Records of labeled points:
· · ·

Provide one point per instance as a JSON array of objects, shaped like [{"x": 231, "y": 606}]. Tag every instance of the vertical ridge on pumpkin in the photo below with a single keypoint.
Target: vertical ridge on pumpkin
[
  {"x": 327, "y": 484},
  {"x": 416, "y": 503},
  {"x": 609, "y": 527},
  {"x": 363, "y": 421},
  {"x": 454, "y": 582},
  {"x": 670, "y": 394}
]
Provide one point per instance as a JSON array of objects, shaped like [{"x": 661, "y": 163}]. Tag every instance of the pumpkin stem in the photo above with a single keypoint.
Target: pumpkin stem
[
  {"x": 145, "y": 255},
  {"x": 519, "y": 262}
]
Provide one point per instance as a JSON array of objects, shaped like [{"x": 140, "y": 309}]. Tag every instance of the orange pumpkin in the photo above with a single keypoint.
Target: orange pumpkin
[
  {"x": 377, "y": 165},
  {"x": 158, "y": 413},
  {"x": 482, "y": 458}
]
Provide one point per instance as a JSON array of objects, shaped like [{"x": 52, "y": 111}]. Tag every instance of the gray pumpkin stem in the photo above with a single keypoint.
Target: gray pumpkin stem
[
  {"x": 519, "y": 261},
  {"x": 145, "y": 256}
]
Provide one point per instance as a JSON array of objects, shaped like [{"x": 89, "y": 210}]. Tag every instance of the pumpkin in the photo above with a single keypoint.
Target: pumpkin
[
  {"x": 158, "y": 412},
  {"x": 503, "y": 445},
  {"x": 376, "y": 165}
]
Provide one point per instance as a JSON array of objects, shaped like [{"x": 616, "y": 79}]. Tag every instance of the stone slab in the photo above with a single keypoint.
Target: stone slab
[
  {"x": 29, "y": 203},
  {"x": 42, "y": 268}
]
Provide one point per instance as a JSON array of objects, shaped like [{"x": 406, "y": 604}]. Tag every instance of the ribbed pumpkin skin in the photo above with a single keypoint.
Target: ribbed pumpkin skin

· · ·

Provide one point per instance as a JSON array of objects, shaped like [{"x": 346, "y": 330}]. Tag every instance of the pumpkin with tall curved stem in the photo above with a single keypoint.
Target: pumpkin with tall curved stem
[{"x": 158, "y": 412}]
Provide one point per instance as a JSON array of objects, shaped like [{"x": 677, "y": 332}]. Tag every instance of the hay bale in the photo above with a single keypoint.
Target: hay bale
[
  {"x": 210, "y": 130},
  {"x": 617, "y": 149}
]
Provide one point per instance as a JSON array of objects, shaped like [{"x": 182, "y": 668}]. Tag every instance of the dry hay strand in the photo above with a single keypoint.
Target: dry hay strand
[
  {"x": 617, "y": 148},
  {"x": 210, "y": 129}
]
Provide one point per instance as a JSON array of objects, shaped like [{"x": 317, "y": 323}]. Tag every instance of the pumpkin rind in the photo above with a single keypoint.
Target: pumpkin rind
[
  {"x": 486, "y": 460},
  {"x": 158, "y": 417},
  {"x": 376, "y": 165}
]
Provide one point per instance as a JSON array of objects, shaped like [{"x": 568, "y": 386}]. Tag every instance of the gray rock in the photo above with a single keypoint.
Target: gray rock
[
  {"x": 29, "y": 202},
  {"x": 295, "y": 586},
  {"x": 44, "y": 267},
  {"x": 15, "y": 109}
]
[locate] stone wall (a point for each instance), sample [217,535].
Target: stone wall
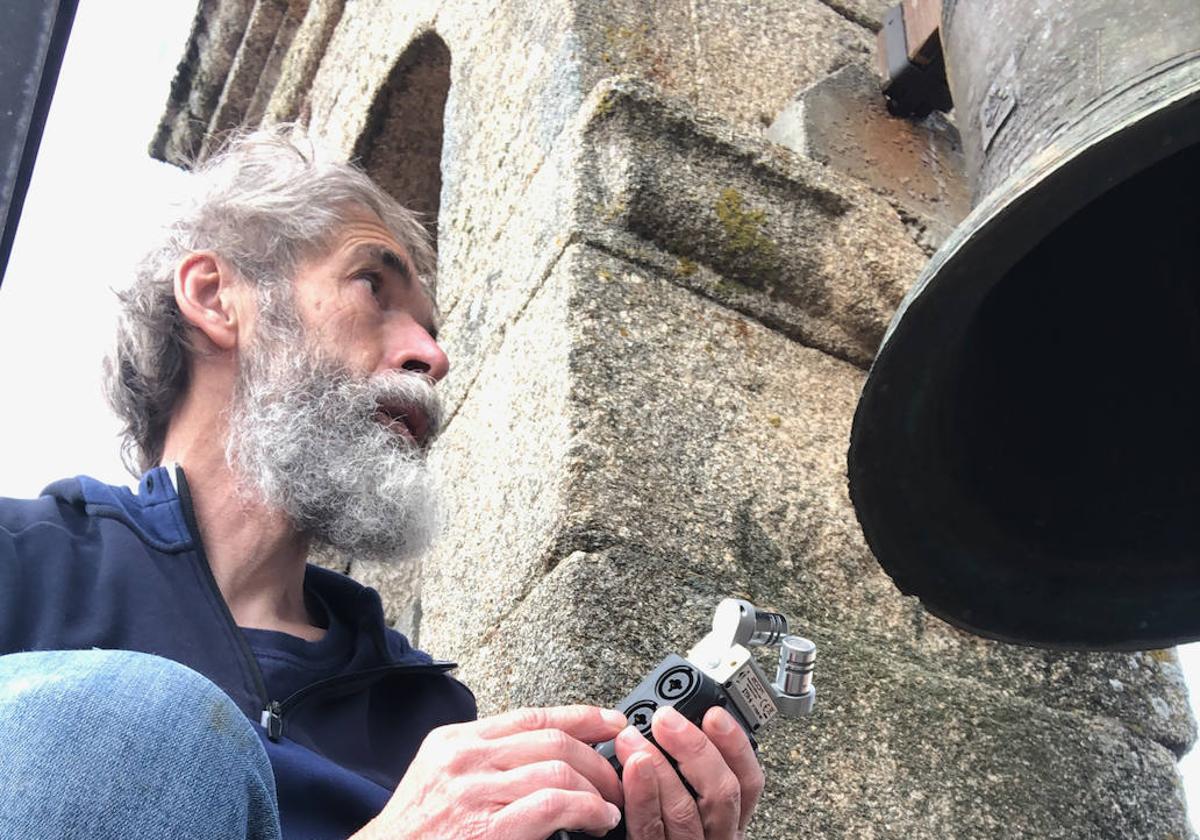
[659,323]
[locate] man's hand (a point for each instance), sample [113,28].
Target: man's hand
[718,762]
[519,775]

· · ·

▸ Requirements:
Filter the records above and copy out every line that contains the string "rock".

▸ Task result:
Provide one point per instance as a JSON array of objects, shaped like [{"x": 568, "y": 386}]. Tag every instance of the gray rock in the photo above with a single keypoint.
Target: gray rock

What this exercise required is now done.